__WHAT IS EXPECTED__
Copy the line with "Practice. Pick out the snow-covered evergreen" and all lines following it through the last line of the entries, exactly as written.

################

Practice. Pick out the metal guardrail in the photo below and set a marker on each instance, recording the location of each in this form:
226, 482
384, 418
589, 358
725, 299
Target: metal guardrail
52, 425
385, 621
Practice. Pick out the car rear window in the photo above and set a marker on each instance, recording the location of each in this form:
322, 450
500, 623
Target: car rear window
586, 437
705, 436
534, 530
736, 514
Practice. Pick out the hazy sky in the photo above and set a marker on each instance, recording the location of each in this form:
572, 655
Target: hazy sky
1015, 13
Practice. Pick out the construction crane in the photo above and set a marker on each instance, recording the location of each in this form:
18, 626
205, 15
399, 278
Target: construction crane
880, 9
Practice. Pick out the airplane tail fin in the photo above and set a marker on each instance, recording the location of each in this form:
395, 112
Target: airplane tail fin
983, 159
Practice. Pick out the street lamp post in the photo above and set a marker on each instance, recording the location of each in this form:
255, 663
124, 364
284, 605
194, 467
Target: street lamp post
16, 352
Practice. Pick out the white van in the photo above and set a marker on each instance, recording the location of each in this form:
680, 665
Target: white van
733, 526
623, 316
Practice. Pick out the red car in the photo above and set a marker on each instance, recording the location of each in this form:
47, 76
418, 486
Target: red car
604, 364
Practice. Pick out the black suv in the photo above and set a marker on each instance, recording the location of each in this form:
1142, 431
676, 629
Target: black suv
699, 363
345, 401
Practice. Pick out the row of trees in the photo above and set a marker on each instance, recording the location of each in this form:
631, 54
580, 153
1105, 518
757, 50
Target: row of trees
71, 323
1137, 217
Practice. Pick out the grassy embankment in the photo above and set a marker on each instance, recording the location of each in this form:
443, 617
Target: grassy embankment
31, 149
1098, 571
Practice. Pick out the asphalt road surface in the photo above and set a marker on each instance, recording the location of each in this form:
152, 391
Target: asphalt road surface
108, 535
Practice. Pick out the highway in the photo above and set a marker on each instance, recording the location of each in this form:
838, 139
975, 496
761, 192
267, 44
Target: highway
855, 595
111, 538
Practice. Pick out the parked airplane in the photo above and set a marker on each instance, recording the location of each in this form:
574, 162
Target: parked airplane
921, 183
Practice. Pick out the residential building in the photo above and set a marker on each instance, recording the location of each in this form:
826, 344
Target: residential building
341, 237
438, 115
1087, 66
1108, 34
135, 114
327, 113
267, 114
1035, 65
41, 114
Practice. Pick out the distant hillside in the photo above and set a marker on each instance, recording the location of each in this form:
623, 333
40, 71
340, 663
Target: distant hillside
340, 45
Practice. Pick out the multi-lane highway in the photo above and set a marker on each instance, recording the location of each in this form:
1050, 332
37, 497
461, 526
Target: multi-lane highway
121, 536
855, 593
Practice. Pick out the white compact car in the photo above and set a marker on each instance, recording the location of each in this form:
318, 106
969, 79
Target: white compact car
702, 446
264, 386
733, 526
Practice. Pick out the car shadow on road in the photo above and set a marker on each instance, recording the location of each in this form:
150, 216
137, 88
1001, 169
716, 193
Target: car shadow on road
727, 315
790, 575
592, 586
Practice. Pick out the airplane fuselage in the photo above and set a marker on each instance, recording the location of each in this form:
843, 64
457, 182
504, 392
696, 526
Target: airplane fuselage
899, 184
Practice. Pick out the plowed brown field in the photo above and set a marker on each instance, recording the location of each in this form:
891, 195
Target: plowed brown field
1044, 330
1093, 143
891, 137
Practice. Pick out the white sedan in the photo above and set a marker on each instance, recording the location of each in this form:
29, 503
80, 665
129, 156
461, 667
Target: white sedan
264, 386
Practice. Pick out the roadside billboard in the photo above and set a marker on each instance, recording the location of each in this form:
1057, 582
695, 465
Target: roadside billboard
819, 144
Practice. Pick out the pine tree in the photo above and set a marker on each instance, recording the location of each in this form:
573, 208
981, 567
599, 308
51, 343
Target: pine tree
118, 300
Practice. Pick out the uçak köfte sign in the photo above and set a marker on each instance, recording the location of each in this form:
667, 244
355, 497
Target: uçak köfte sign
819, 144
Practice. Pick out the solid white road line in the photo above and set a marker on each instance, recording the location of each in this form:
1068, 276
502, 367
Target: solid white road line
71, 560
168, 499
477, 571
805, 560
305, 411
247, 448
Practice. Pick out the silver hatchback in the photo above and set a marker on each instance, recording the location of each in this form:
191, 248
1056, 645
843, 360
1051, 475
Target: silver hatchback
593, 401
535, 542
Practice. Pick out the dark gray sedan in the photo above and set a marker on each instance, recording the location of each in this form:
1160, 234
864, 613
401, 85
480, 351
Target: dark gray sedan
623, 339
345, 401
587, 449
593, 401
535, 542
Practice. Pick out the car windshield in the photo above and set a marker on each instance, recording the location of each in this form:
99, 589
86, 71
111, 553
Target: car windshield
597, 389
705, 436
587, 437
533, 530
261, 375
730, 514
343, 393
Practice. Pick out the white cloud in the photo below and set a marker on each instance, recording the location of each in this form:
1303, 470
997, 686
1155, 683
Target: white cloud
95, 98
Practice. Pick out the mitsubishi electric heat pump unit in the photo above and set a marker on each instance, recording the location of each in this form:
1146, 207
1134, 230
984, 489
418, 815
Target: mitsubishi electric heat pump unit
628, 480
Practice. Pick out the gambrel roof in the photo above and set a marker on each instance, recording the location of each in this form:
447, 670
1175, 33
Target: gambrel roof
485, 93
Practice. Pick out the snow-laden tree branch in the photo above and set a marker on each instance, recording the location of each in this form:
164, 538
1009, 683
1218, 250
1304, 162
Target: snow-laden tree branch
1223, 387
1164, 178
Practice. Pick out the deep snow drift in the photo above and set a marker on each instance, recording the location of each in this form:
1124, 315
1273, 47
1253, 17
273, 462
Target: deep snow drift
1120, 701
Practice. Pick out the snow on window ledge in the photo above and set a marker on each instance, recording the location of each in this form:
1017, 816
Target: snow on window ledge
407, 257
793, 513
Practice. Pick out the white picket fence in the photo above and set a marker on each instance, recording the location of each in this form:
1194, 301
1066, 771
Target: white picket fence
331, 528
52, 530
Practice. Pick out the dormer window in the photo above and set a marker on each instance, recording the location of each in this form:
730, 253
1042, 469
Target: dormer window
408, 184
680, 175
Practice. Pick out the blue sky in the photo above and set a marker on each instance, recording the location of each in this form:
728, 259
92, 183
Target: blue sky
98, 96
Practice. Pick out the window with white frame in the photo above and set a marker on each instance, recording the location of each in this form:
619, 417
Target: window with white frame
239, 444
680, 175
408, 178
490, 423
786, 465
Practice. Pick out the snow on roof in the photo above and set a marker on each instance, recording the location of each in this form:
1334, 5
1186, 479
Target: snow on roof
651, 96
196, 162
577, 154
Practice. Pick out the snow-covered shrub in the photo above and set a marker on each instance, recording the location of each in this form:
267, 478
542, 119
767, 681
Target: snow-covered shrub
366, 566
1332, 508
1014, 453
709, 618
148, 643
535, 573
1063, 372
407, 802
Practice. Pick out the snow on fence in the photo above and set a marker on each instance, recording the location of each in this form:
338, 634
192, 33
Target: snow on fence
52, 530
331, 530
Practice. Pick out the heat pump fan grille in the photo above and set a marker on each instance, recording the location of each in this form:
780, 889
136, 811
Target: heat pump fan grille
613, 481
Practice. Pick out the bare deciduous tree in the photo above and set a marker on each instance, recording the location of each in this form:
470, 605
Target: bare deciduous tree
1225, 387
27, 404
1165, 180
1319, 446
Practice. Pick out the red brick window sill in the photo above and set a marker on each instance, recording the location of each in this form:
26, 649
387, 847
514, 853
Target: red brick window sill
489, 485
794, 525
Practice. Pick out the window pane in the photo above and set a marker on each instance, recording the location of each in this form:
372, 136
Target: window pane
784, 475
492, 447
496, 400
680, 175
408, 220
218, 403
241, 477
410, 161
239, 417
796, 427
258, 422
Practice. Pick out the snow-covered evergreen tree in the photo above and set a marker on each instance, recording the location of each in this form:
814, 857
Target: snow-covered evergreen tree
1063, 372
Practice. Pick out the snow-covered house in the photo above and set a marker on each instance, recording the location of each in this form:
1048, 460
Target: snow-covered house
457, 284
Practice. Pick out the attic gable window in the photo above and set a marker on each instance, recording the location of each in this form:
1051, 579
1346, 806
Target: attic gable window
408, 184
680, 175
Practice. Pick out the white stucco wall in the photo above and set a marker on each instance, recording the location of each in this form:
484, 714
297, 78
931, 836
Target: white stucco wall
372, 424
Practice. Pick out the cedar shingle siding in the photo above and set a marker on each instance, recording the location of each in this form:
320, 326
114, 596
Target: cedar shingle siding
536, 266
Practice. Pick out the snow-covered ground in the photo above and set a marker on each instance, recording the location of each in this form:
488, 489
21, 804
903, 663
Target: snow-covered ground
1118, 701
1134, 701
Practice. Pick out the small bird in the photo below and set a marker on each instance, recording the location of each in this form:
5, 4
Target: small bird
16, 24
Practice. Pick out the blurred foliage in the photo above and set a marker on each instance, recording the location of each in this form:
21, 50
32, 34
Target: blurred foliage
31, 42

################

__REPLY__
Practice. Pick out the snow-covered evergreen tree in the photo above and set a marker on each instance, recording the location of each in this form:
814, 857
Target: snow-covered evergreen tree
1063, 372
Practice. Pick out the snow-covered house in the photo above and set a marker on each instance, recording the location of each in this form:
1048, 460
Target: snow-covered house
457, 284
Practice. Pick out the attic gable window in the photo above and set a marker on each instance, recording the location of each in this form:
1051, 579
1346, 806
Target: attic gable window
408, 184
680, 175
Practice. Pick out the white stucco wall in the photo above and set a marker on each instance, recording the location of each in this form:
484, 714
297, 78
931, 836
Target: white stucco wall
372, 424
Practice. Pick out the cedar shingle siding in the photo above and set a marker on each instance, recording the location of each in this form:
320, 326
114, 596
Target: cedar shingle siding
536, 266
Practice. Pick out the snow-covered ground in the photo above and set a marker on each instance, recording the location of each in this form:
488, 489
21, 804
903, 663
Target: snow-covered ground
1118, 701
1134, 701
Practice. Pick out the small bird in the photo below and set a marker on each instance, recording the location of each in this form:
5, 4
Target: small bird
16, 24
Practice. Pick out the blurred foliage in the photo above and set a marker on each instance, recording the location of each in this form:
21, 50
32, 34
Target: blurred foliage
31, 42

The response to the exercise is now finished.